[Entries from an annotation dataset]
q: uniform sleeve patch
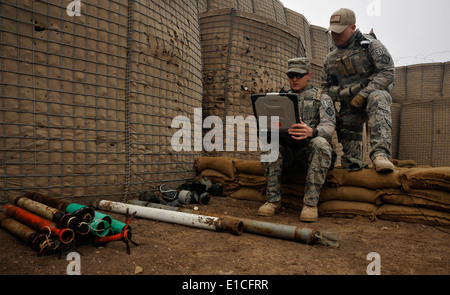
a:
[371,47,387,57]
[381,55,391,64]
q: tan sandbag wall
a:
[0,0,202,201]
[195,157,450,226]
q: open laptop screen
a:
[251,93,300,133]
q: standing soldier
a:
[258,57,336,222]
[322,8,395,173]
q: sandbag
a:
[378,189,450,212]
[195,157,239,178]
[326,168,404,190]
[234,160,264,176]
[376,204,450,226]
[319,201,378,221]
[230,187,267,203]
[281,183,305,199]
[401,167,450,192]
[236,173,266,188]
[319,186,381,205]
[194,169,239,196]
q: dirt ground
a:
[0,197,450,276]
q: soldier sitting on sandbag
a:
[322,8,395,173]
[258,57,336,222]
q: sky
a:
[280,0,450,66]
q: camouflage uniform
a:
[262,85,336,206]
[322,30,395,170]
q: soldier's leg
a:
[303,137,333,207]
[261,147,283,203]
[338,106,365,170]
[366,90,392,161]
[258,145,292,217]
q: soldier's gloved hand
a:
[350,94,366,109]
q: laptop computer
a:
[251,93,300,134]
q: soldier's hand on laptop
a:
[288,118,314,140]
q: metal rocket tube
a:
[92,200,242,235]
[128,200,339,247]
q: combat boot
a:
[258,202,281,217]
[300,205,319,222]
[373,156,394,173]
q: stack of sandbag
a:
[319,168,403,221]
[195,157,266,202]
[195,157,450,225]
[376,167,450,226]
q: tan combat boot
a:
[300,205,319,222]
[373,156,394,173]
[258,202,281,217]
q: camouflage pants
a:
[262,137,333,206]
[337,90,392,168]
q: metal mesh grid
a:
[391,67,406,103]
[285,8,312,59]
[442,62,450,98]
[406,63,443,100]
[399,101,433,165]
[0,0,202,202]
[311,26,332,65]
[130,0,203,197]
[0,1,127,199]
[206,0,254,13]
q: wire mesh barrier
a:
[399,99,450,167]
[0,0,202,205]
[0,0,450,206]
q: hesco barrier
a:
[199,0,287,25]
[0,0,202,202]
[391,62,450,103]
[0,0,450,206]
[399,99,450,167]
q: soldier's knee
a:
[310,137,333,155]
[367,90,392,106]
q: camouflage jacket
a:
[322,30,395,98]
[291,85,336,143]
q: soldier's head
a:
[286,57,312,93]
[328,8,356,46]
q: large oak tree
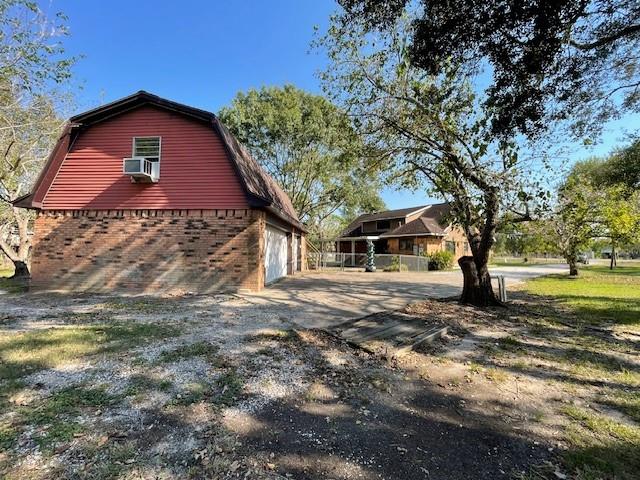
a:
[319,17,546,306]
[0,0,74,277]
[339,0,640,136]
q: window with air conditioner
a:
[122,137,161,183]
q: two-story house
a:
[14,91,305,293]
[336,203,471,259]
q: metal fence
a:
[308,252,429,272]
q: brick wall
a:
[31,210,265,293]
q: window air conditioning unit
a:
[122,157,160,183]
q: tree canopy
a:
[339,0,640,136]
[0,0,74,276]
[555,141,640,273]
[219,85,384,238]
[319,16,546,305]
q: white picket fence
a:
[308,252,429,272]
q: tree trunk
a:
[458,256,502,307]
[609,244,616,270]
[11,260,31,280]
[567,258,578,277]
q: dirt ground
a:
[0,288,636,480]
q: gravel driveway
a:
[243,265,567,328]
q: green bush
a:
[384,255,409,272]
[429,250,453,270]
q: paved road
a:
[244,265,567,328]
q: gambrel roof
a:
[14,90,303,228]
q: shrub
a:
[384,255,409,272]
[429,250,453,270]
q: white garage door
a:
[264,225,287,283]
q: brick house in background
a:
[336,203,471,260]
[14,91,306,293]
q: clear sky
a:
[39,0,640,208]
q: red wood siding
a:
[42,107,248,210]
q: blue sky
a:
[40,0,640,208]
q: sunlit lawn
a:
[527,266,640,329]
[516,266,640,480]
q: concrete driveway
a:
[243,265,567,328]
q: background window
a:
[133,137,160,162]
[377,220,391,230]
[399,238,413,251]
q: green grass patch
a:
[102,297,180,315]
[563,406,640,480]
[0,323,178,380]
[159,342,225,367]
[526,266,640,329]
[124,374,173,397]
[6,387,120,453]
[213,369,244,406]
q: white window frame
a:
[131,135,162,163]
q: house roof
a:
[342,205,429,236]
[342,203,451,237]
[13,90,304,230]
[380,217,446,238]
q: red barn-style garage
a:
[14,91,305,293]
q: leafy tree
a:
[571,141,640,269]
[494,219,560,255]
[219,85,384,243]
[550,174,600,276]
[598,184,640,269]
[339,0,640,136]
[0,0,74,277]
[319,16,546,306]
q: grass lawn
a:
[527,266,640,329]
[490,257,565,267]
[516,266,640,480]
[0,266,640,480]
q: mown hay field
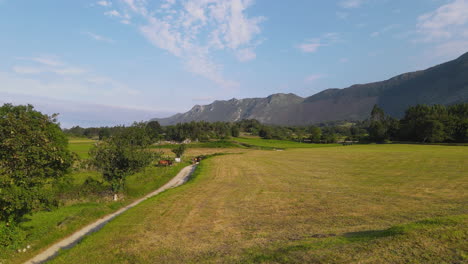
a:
[52,145,468,263]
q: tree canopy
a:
[0,104,73,222]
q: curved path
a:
[25,165,196,264]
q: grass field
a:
[48,145,468,263]
[68,138,96,159]
[233,137,339,149]
[0,163,187,264]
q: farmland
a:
[48,145,468,263]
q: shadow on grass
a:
[243,215,468,263]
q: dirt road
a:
[25,165,196,264]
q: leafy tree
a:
[90,123,153,200]
[0,104,72,223]
[98,127,111,140]
[370,105,385,122]
[146,121,163,140]
[420,120,446,143]
[172,144,187,158]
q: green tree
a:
[231,125,240,137]
[0,104,73,223]
[146,121,162,141]
[90,123,154,200]
[420,120,446,143]
[258,126,273,139]
[172,144,187,158]
[99,127,111,140]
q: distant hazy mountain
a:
[153,53,468,125]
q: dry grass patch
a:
[53,145,468,263]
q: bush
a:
[0,222,26,249]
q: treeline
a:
[367,103,468,143]
[64,119,367,143]
[64,103,468,143]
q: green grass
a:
[0,163,187,263]
[241,214,468,263]
[46,145,468,263]
[151,140,242,149]
[68,138,96,159]
[233,137,339,149]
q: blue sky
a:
[0,0,468,127]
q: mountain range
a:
[152,52,468,125]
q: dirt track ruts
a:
[25,165,196,264]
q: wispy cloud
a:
[12,56,87,75]
[192,96,215,102]
[96,1,112,7]
[99,0,264,87]
[417,0,468,41]
[305,74,327,83]
[83,31,115,43]
[296,33,340,53]
[370,24,400,38]
[336,11,349,19]
[413,0,468,59]
[5,56,139,100]
[338,0,366,8]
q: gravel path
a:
[25,165,196,264]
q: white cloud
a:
[13,66,86,75]
[370,24,400,38]
[417,0,468,41]
[340,58,349,63]
[305,74,326,83]
[103,0,264,87]
[104,10,122,17]
[0,55,139,103]
[413,0,468,61]
[338,0,366,8]
[237,48,257,61]
[192,96,215,102]
[298,39,324,53]
[427,39,468,59]
[83,31,114,43]
[96,1,112,7]
[336,12,349,19]
[297,33,340,53]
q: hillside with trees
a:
[153,53,468,126]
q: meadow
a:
[232,137,339,149]
[45,142,468,263]
[0,138,193,263]
[68,138,96,159]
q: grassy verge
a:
[0,163,188,263]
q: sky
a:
[0,0,468,127]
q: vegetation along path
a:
[25,165,196,264]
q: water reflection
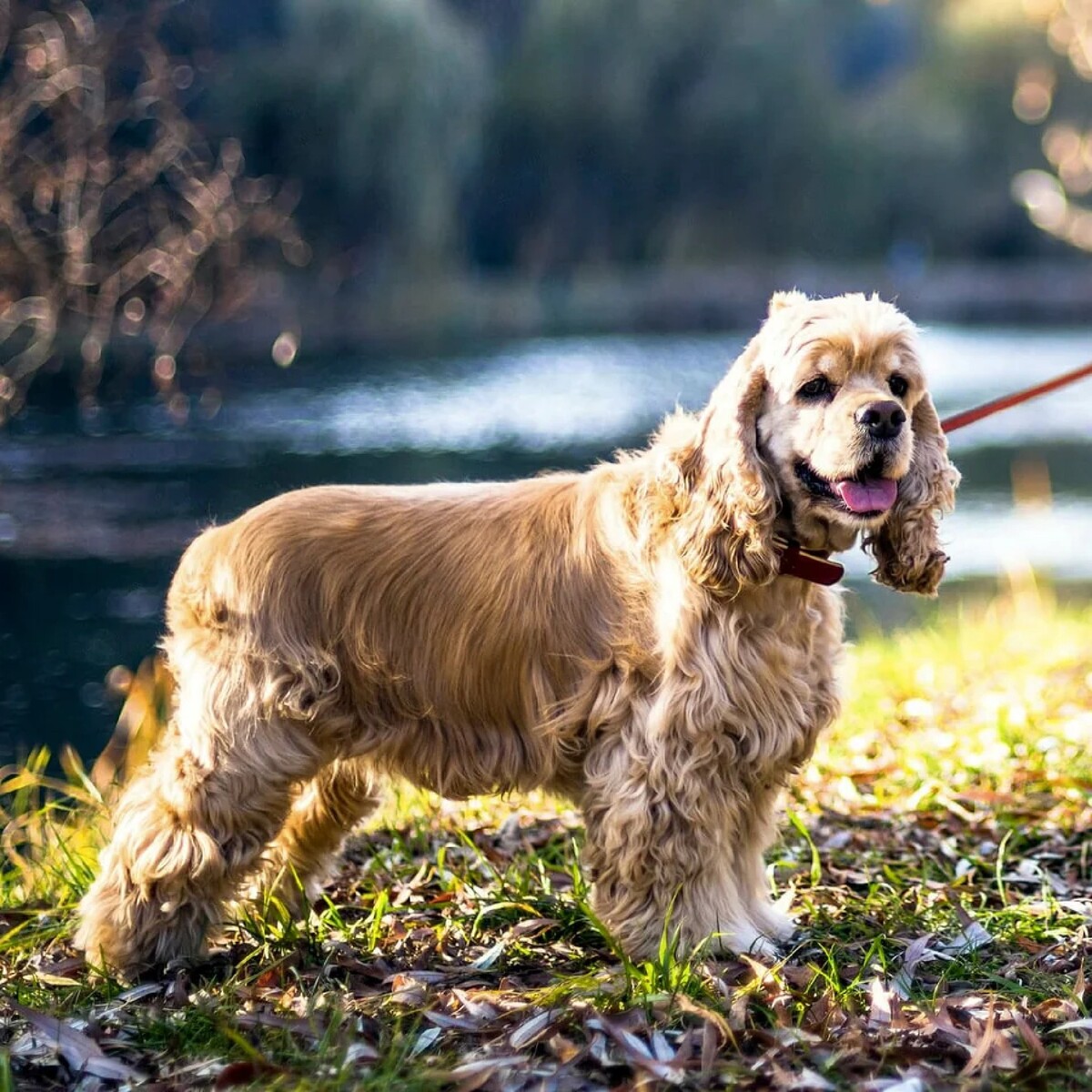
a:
[0,328,1092,759]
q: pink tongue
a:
[832,479,899,512]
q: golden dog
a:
[77,293,959,970]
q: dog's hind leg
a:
[76,656,329,971]
[258,758,380,906]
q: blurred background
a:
[0,0,1092,759]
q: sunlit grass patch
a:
[0,597,1092,1090]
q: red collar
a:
[777,539,845,588]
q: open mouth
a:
[796,460,899,519]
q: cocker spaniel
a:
[76,291,959,970]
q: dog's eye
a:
[796,376,834,399]
[888,376,910,399]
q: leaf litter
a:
[0,605,1092,1092]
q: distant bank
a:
[195,258,1092,357]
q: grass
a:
[0,590,1092,1092]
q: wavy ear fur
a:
[675,339,779,594]
[864,394,959,595]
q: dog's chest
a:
[699,578,842,766]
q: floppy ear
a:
[675,338,779,594]
[864,394,959,595]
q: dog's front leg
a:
[583,724,776,957]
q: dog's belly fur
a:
[166,475,841,798]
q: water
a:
[0,328,1092,760]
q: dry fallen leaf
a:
[7,1001,144,1082]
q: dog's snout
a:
[854,402,906,440]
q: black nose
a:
[854,402,906,440]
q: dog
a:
[76,291,959,971]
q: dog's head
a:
[681,291,959,594]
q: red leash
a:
[777,361,1092,588]
[940,362,1092,432]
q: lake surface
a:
[0,328,1092,761]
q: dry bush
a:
[0,0,308,424]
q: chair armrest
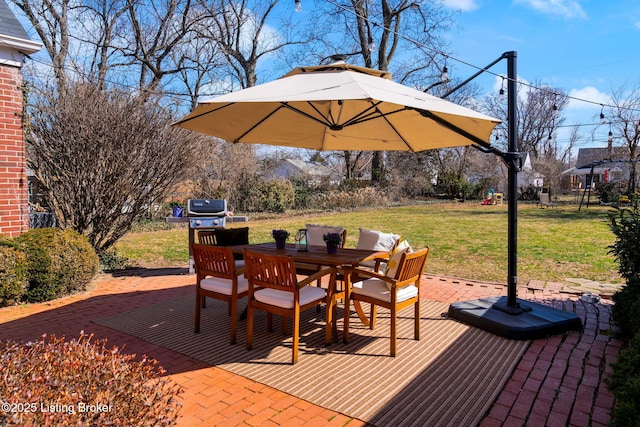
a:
[298,267,338,288]
[343,267,396,284]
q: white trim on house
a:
[0,34,42,68]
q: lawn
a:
[116,203,622,283]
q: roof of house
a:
[273,159,335,178]
[0,0,29,40]
[576,147,629,169]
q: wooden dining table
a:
[231,242,389,345]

- [WHAT YOU HAVE TO DO] Turn the part of the entries that opens with the line containing "q: dry fallen leaf" and runs through the end of the entries into a numbered list, leaving out blank lines. Omit the pictures from your answer.

- [ANSWER BELOW]
1. q: dry fallen leaf
2. a:
3. [7,1001,144,1082]
4. q: dog's snout
5. a:
6. [854,402,906,440]
7. q: black nose
8. a:
9. [854,402,906,440]
10. q: dog
11. a:
12. [76,291,959,971]
13. q: dog's head
14. a:
15. [681,291,959,594]
16. q: red leash
17. a:
18. [777,361,1092,588]
19. [940,362,1092,432]
20. q: lake surface
21. a:
22. [0,328,1092,761]
23. q: dry bush
24. a:
25. [0,0,308,424]
26. q: chair armrest
27. a:
28. [298,267,338,288]
29. [343,267,396,284]
30. q: white trim on house
31. a:
32. [0,34,42,68]
33. q: lawn
34. a:
35. [116,203,622,283]
36. q: roof of house
37. a:
38. [273,159,335,178]
39. [0,0,29,40]
40. [576,147,629,169]
41. q: wooden dining table
42. a:
43. [231,242,389,345]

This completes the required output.